Segment Open

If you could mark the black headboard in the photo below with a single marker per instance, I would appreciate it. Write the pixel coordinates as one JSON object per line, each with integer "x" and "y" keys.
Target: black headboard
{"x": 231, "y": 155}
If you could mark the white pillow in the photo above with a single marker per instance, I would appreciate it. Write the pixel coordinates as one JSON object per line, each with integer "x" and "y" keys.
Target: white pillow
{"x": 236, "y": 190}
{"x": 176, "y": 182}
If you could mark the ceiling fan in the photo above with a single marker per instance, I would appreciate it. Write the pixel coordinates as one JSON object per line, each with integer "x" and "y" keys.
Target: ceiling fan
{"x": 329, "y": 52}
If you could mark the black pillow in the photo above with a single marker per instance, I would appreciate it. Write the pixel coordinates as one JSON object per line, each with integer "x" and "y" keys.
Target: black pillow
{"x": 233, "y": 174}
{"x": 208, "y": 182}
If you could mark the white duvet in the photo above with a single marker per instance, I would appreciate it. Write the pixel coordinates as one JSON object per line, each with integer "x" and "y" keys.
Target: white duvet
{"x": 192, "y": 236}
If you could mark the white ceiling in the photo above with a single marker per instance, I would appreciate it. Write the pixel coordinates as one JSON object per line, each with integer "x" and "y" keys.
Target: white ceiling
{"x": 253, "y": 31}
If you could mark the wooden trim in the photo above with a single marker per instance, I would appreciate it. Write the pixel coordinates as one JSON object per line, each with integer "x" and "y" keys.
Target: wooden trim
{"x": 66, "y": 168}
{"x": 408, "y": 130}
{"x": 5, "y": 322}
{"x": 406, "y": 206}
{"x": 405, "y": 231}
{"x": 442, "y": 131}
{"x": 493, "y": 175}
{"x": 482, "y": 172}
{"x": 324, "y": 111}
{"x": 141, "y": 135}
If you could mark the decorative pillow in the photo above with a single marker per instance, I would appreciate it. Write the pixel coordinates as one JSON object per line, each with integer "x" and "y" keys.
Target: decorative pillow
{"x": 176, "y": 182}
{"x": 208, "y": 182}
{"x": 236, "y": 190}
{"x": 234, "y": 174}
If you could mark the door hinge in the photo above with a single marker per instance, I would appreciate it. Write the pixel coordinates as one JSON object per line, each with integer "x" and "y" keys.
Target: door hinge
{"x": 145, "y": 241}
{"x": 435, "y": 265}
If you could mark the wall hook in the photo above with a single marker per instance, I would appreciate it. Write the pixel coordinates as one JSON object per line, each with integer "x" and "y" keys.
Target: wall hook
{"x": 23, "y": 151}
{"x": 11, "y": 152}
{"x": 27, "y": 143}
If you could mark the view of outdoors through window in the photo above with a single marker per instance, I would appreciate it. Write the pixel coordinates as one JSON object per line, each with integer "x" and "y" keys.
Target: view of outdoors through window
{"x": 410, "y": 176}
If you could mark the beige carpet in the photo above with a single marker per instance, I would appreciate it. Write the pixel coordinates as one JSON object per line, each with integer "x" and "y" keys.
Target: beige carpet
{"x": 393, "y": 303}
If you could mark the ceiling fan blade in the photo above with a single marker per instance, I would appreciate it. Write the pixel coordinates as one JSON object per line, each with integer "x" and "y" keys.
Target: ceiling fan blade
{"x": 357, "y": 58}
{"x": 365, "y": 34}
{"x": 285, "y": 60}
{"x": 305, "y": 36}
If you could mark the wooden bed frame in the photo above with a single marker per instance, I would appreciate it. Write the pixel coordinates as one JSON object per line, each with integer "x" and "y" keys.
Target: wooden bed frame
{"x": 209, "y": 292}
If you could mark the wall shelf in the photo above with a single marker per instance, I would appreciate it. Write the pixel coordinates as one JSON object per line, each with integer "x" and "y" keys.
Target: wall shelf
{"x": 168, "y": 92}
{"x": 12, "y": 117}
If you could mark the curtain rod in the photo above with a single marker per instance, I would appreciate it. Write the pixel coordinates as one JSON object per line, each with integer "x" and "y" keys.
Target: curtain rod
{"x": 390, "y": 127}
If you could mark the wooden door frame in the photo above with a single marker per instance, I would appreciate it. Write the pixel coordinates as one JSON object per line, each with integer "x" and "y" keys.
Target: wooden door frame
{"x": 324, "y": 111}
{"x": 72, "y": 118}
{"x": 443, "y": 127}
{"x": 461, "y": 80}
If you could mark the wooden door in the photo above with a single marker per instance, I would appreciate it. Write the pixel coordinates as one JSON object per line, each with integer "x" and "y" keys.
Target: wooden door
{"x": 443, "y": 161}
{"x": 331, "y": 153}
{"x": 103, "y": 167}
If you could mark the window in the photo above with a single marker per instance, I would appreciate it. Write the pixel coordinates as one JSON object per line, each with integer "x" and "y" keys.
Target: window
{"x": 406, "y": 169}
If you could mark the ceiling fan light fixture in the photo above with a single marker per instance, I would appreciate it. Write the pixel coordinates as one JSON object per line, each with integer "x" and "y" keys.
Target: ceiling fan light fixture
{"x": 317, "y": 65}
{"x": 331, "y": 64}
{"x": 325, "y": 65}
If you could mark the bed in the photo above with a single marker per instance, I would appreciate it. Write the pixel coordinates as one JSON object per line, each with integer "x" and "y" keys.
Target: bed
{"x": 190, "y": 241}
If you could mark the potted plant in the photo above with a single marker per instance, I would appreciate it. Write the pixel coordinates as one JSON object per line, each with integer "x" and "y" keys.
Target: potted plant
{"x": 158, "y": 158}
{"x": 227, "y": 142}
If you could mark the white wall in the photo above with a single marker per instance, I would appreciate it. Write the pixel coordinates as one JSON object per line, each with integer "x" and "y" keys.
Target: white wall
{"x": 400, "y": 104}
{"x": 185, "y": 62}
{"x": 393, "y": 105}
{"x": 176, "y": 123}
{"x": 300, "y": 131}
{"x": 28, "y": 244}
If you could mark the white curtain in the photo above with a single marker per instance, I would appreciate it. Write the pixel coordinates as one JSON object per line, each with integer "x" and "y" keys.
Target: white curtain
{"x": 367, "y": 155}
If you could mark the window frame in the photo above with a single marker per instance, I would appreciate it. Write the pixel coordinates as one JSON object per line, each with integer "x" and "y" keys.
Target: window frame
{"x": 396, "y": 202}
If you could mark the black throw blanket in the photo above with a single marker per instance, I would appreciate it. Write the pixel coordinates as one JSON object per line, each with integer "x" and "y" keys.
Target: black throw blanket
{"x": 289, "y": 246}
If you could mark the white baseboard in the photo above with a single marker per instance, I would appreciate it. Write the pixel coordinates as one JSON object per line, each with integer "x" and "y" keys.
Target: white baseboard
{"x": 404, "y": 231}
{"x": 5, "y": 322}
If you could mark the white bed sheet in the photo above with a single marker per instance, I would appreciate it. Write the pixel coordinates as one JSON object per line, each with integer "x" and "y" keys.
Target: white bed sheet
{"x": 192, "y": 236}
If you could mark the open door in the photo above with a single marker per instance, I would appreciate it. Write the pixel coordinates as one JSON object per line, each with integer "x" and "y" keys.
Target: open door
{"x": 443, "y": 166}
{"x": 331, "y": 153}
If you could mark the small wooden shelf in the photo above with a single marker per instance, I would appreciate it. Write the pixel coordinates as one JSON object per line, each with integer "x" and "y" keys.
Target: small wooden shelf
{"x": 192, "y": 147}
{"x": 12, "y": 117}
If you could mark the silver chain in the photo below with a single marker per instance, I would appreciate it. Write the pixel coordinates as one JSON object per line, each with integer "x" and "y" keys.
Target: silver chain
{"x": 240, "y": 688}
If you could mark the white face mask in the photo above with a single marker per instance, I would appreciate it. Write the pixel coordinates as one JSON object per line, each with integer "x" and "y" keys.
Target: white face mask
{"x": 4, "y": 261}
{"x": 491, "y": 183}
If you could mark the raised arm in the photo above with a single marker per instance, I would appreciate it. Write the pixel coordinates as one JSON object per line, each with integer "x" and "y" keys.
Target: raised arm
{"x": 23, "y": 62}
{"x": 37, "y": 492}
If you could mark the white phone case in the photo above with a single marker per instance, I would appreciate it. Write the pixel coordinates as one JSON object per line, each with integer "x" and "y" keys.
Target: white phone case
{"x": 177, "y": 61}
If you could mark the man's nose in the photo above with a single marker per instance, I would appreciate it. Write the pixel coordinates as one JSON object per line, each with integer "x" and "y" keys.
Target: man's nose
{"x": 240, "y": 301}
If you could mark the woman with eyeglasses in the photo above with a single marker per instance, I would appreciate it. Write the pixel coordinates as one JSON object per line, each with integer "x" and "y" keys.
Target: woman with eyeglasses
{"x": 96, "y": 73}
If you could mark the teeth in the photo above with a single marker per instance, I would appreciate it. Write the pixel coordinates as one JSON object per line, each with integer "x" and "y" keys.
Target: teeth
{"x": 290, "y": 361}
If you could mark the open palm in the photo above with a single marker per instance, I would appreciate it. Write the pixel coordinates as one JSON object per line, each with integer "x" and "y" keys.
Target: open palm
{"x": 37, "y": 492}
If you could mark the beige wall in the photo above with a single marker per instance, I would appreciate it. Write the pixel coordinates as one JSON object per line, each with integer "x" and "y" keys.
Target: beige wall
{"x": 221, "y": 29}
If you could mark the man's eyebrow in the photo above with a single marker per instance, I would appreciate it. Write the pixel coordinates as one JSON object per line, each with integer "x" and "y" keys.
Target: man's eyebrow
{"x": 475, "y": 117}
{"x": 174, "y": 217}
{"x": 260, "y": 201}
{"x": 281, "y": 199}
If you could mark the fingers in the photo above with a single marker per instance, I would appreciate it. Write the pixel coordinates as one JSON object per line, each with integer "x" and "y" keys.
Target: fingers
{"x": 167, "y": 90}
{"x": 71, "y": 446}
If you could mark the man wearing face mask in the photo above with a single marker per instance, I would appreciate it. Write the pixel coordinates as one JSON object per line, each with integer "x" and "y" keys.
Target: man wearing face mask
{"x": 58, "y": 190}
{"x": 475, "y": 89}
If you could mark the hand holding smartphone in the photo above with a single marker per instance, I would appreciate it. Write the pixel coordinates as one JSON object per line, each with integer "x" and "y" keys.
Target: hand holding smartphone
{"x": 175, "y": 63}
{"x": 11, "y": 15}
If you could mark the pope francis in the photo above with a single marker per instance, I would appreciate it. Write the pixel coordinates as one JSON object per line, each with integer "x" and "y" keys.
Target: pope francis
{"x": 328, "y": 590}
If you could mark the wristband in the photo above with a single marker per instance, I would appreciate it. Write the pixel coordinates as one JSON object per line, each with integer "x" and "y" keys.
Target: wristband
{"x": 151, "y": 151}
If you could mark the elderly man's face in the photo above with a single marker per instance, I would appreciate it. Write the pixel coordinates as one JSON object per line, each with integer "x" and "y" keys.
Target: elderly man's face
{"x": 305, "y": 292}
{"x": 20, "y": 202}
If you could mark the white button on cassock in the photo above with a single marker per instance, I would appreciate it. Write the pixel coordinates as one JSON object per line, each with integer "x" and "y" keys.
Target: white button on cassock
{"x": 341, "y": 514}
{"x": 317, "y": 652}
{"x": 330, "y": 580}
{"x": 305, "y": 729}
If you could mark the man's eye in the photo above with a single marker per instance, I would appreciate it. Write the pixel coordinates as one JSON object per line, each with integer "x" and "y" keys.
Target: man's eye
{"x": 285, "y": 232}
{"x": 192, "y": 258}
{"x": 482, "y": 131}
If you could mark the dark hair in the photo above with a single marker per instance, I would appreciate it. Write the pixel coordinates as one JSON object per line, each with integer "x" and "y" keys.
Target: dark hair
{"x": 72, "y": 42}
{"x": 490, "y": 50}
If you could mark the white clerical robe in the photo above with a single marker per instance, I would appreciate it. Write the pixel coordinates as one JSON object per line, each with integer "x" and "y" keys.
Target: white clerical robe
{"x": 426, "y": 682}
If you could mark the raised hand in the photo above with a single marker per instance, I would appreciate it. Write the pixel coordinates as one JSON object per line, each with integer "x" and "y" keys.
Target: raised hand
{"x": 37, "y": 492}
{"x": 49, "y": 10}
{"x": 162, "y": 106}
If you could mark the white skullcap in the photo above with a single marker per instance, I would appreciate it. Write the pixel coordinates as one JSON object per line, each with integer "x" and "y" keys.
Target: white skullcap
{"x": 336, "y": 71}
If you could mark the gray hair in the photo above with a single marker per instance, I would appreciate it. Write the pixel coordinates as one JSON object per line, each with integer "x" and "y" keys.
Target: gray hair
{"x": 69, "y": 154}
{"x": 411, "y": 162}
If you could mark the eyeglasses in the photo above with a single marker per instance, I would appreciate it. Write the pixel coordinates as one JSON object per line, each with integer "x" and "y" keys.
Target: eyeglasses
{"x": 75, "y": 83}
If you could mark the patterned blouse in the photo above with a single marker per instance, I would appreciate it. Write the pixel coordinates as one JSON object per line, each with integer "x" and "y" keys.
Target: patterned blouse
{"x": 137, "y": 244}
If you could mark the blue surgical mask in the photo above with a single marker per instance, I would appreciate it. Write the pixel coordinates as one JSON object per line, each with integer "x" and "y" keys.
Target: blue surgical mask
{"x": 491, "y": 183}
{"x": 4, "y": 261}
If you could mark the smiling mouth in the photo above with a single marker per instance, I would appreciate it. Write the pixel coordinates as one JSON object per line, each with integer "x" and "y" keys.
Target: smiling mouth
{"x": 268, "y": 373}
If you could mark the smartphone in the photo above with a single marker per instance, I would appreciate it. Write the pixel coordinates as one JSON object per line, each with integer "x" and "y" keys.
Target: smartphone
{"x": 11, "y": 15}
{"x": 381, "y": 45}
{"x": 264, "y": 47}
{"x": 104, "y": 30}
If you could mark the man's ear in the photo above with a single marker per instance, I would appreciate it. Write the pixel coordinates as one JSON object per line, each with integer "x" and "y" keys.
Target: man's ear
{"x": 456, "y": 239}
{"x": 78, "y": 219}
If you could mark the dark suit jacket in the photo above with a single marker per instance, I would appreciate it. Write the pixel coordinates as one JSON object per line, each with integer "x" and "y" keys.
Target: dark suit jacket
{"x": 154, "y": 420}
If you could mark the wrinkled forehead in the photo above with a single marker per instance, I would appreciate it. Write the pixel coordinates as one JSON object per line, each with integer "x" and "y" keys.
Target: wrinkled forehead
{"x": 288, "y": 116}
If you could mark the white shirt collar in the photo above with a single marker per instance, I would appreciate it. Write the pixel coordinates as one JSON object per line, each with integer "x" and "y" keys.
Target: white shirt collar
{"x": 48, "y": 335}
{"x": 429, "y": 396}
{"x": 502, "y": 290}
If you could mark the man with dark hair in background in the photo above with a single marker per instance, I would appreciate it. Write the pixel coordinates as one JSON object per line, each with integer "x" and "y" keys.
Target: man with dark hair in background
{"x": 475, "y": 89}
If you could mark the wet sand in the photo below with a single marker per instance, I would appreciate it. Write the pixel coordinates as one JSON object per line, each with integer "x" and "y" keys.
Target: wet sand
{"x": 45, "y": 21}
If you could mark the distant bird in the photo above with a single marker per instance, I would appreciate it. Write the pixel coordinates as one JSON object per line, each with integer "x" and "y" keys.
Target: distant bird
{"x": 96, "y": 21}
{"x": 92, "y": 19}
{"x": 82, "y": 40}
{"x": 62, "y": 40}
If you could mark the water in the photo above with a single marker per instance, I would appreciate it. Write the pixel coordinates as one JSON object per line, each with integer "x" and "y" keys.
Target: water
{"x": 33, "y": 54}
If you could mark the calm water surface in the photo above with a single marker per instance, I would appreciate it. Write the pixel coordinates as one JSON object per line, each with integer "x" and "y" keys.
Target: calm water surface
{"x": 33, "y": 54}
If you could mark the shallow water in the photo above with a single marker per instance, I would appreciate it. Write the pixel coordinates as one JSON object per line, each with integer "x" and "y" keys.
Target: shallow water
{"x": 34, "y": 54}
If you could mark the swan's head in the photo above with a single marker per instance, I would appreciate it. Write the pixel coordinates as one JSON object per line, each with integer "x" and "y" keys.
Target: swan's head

Segment Closed

**Instructions to follow**
Begin at the first line of the records above and quote every line verbatim through the one that contains "If you could mark the white ceiling".

**Response**
If you could mark the black headboard in the photo below with a single marker per instance, I would appreciate it. Write the pixel coordinates as one JSON object per line, each with integer "x" and "y" keys.
Target: black headboard
{"x": 231, "y": 155}
If you could mark the white pillow in the photo above with a single marker per instance, I would appreciate it. Write the pixel coordinates as one JSON object per line, each with integer "x" and "y" keys.
Target: white pillow
{"x": 236, "y": 190}
{"x": 176, "y": 182}
If you could mark the ceiling fan in the photo above with a single marker per instance, I would appreciate it. Write the pixel coordinates as one JSON object per line, each with integer "x" and "y" keys.
Target: ceiling fan
{"x": 329, "y": 52}
If you could mark the black pillow in the photo above with a single marker per instance, I would appreciate it. Write the pixel coordinates as one JSON object per line, each with integer "x" and "y" keys.
Target: black pillow
{"x": 233, "y": 174}
{"x": 208, "y": 182}
If you could mark the white duvet in the photo above with a single marker per instance, I would appreciate it. Write the pixel coordinates as one JSON object per line, each with integer "x" and "y" keys.
Target: white duvet
{"x": 192, "y": 236}
If you could mark the white ceiling in the photo above with a single marker per instance, I would appreciate it. Write the pixel coordinates as one JSON object per line, each with integer "x" and "y" keys.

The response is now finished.